ENTRIES PROVIDED
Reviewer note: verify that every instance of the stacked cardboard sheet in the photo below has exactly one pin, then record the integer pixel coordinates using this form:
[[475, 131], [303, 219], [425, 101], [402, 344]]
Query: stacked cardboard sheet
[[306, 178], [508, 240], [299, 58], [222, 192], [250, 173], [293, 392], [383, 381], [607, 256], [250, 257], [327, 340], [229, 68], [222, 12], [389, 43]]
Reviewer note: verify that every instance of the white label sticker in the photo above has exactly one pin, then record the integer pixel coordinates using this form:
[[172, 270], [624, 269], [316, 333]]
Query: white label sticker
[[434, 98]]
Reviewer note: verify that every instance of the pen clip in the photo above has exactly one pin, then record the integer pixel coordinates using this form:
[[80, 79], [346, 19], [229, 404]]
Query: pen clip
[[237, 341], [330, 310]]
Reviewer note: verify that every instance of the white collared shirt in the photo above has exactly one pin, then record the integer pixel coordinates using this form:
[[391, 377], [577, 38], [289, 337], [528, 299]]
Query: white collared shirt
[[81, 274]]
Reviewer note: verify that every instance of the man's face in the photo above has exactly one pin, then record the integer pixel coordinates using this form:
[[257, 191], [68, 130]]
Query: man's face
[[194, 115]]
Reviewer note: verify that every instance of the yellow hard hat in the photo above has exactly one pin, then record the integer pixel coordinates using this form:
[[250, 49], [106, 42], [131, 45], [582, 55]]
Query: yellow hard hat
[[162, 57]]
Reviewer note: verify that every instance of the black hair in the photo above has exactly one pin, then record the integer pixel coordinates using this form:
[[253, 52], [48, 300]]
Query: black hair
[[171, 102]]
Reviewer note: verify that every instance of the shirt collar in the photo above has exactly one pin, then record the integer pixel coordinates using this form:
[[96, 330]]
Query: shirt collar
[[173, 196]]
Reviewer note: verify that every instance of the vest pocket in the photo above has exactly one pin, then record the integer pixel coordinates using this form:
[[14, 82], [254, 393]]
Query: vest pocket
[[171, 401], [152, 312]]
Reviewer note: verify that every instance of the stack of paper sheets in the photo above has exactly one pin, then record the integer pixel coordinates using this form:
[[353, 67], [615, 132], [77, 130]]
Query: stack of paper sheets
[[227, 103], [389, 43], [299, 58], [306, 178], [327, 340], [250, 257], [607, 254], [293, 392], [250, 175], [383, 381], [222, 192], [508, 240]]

YOUR ASSIGNMENT
Repeat all entries. Match them exactly.

SOLUTION TO THIS EXERCISE
Reviewer note: verify that every instance of the stacked cardboard sheet in the photo below has exactly one pin, then record the integer pixel coordinates using this form:
[[475, 131], [303, 219], [425, 101], [402, 344]]
Query: stacked cardboard sheet
[[306, 178], [508, 240], [299, 58], [222, 192], [250, 173], [293, 392], [383, 381], [607, 256], [250, 257], [327, 340], [229, 68], [222, 12], [389, 43]]
Reviewer note: verify that every instance of the white label sticker in the photo above has exactly one pin, then record the integer pixel coordinates using this form:
[[172, 270], [624, 269], [316, 333]]
Query: white label sticker
[[434, 98]]
Reviewer note: verify that every instance of the pen clip in the photo above has exactly one pin, then record the integer pixel coordinates using this form:
[[80, 79], [346, 19], [229, 404]]
Query: pen clip
[[237, 341], [330, 310]]
Reviewer note: verify that every instance of the white collared shirt in the photo above has exactly one pin, then record the integer pixel coordinates using this form:
[[391, 377], [577, 38], [289, 337], [528, 299]]
Query: white collared shirt
[[81, 274]]
Reviewer note: verify that every instance of the man's face in the photo above has exactly one pin, then record the integer pixel coordinates using this form:
[[257, 191], [68, 130]]
Query: man's face
[[194, 115]]
Reviewer note: verify that every instance of the yellow hard hat in the photo above has exactly one pin, then record the integer pixel coordinates using this form:
[[250, 49], [106, 42], [131, 45], [582, 55]]
Query: yellow hard hat
[[162, 57]]
Reviewer note: verify that every instance of the black hair in the photo above has exactly one pin, then record the integer pixel coordinates using this form:
[[253, 52], [48, 300]]
Query: black hair
[[171, 102]]
Reviewer note: verify that every instance of the shirt collar in the photo above has exactly one pin, then record the integer pixel coordinates using this form:
[[96, 330]]
Query: shirt collar
[[173, 196]]
Reviewer note: verify that every instance of the vest pocket in the photo above has exactly one pin, then record the integer pixel coordinates using this form:
[[14, 82], [254, 393]]
Query: vest pocket
[[171, 401], [152, 312]]
Reviewer note: verify that every instance of the stack of paper sheets in the photo above has exactly one pin, then record the integer pixel coordinates using this form:
[[353, 67], [615, 132], [77, 130]]
Query: stack of paper sheets
[[227, 103], [389, 43], [299, 58], [306, 178], [327, 340], [250, 257], [607, 254], [293, 392], [250, 175], [383, 381], [222, 192], [508, 240]]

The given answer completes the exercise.